§ Problem details
Would you give the listing again exactly as written, minus its pictures?

-------

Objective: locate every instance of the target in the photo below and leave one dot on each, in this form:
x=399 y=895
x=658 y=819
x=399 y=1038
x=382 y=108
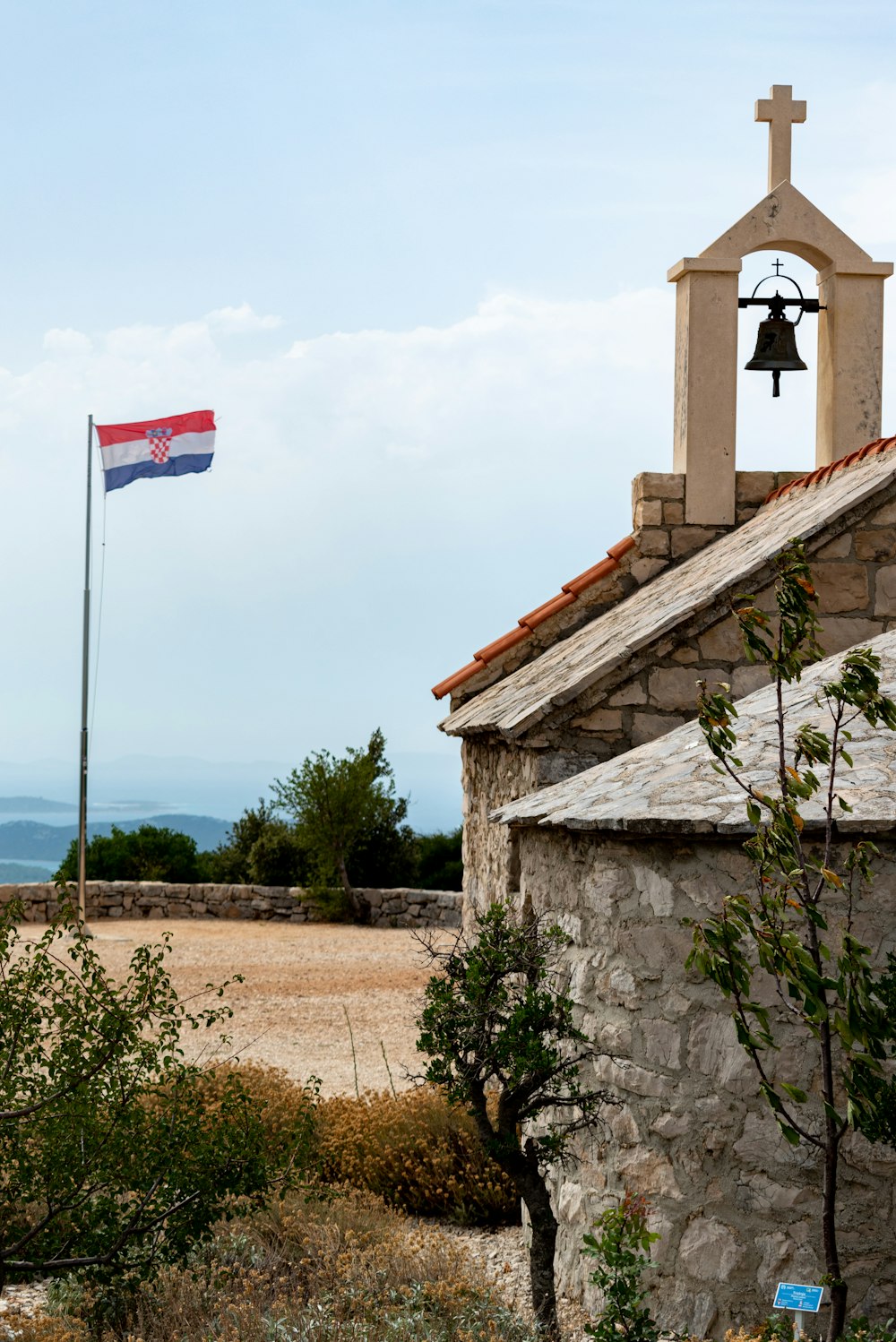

-------

§ Response box
Objective: locate every instance of the target in the photo below and leave one dot on each, in this form:
x=399 y=895
x=658 y=819
x=399 y=1038
x=382 y=108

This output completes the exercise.